— BEGIN Supplied records —
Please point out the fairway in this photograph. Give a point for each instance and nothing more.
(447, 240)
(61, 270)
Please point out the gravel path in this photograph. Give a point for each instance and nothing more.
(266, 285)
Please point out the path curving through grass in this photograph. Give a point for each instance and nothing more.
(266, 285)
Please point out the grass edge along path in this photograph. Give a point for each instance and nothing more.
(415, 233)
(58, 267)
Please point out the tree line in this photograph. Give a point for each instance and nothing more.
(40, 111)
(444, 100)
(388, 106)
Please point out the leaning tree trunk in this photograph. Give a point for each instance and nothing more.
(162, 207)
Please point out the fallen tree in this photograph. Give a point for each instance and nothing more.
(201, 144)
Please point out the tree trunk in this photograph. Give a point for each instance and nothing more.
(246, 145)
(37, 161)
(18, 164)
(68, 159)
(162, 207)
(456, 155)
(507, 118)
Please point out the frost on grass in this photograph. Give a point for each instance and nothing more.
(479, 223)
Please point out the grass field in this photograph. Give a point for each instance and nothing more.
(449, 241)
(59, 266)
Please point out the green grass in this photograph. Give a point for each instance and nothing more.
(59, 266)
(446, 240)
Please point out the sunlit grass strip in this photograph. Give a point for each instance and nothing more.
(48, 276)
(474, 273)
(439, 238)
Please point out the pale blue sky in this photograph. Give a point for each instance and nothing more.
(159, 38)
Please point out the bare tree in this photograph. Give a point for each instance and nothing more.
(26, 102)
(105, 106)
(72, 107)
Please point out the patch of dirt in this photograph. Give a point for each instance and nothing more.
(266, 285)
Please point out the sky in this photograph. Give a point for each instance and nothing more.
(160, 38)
— END Supplied records —
— BEGIN Supplied records —
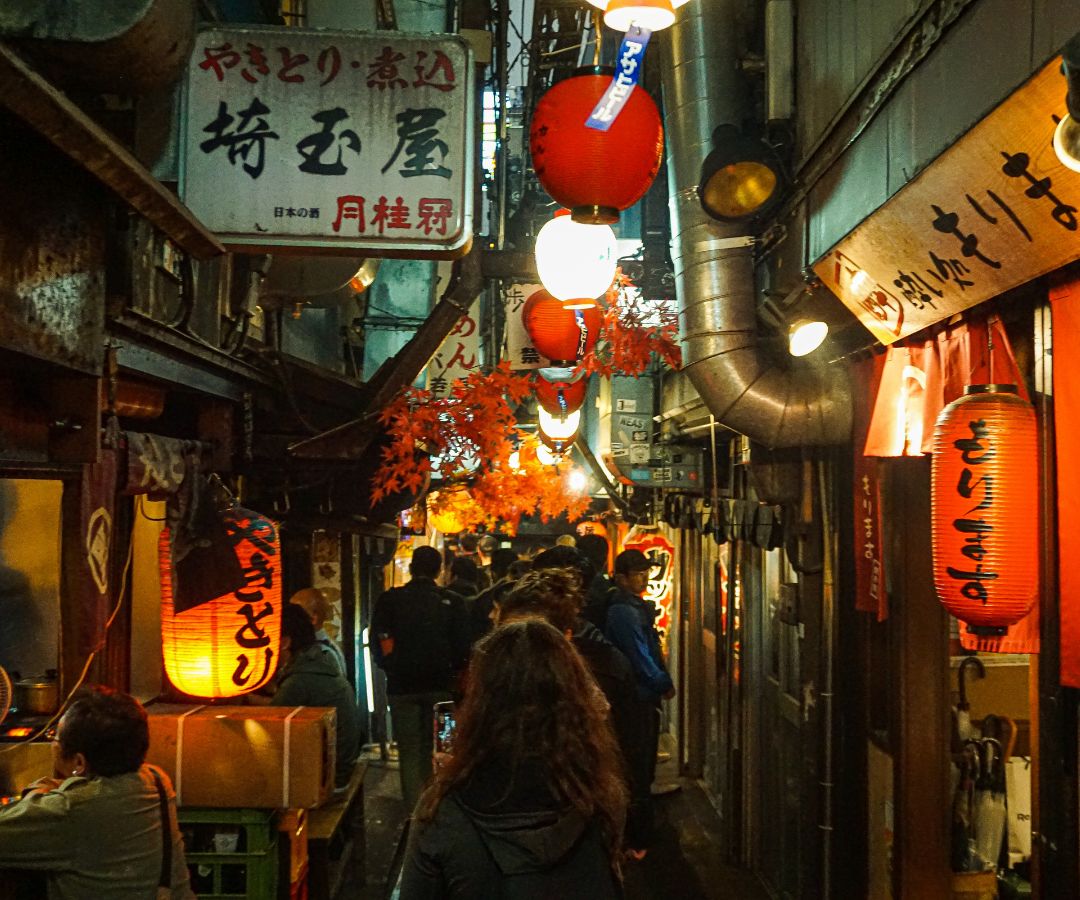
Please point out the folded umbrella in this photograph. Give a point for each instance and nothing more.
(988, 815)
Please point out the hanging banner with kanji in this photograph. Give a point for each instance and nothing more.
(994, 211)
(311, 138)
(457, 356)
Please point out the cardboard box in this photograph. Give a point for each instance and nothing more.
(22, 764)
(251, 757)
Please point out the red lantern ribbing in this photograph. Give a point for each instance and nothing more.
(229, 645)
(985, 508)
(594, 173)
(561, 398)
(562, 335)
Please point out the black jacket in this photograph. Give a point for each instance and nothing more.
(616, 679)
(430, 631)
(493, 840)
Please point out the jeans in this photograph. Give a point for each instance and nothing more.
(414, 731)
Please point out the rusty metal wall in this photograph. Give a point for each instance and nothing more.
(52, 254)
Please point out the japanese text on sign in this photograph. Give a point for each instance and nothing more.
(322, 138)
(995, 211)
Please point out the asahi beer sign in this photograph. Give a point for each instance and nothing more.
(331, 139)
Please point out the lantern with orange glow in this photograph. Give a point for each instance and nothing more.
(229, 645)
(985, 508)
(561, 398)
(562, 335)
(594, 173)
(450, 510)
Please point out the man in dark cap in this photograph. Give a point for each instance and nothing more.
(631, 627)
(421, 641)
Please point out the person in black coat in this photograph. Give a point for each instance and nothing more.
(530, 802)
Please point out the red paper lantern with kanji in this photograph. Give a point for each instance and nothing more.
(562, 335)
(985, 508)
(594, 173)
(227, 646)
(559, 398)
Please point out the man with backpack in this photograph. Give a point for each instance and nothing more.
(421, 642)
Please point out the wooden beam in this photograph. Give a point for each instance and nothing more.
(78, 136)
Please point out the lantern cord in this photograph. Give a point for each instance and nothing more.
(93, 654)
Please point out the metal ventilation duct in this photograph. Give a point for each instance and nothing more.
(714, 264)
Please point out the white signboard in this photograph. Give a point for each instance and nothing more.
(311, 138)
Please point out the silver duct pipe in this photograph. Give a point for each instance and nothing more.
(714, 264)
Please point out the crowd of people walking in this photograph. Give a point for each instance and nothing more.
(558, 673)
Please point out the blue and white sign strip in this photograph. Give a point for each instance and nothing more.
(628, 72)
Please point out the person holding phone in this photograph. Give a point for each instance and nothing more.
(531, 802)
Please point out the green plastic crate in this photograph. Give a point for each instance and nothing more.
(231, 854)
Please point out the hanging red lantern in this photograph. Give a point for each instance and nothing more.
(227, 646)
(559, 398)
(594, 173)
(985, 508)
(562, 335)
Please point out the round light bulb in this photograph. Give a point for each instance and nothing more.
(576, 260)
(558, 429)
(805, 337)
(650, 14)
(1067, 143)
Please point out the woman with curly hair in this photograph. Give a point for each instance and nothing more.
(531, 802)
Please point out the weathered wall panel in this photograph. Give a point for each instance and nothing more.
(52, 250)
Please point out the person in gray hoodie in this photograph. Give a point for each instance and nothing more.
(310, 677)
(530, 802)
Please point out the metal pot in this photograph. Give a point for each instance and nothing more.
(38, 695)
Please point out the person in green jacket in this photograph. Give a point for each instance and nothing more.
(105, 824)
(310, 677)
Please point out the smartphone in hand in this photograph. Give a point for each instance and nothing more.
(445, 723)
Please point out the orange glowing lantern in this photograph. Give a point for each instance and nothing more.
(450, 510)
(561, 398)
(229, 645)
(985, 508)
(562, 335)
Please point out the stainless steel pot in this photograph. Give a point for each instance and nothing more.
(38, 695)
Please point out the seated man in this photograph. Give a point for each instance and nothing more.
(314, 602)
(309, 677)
— END Supplied records —
*Problem*
Collect every line from the entries above that contains the word "blue" and copy each one in full. Match case exactly.

*Result for this task*
Please point out the pale blue sky in this photograph. Give a point for each instance and nothing more.
Please point out the blue and white sign strip in this photograph. Give a point for each instance and nothing more.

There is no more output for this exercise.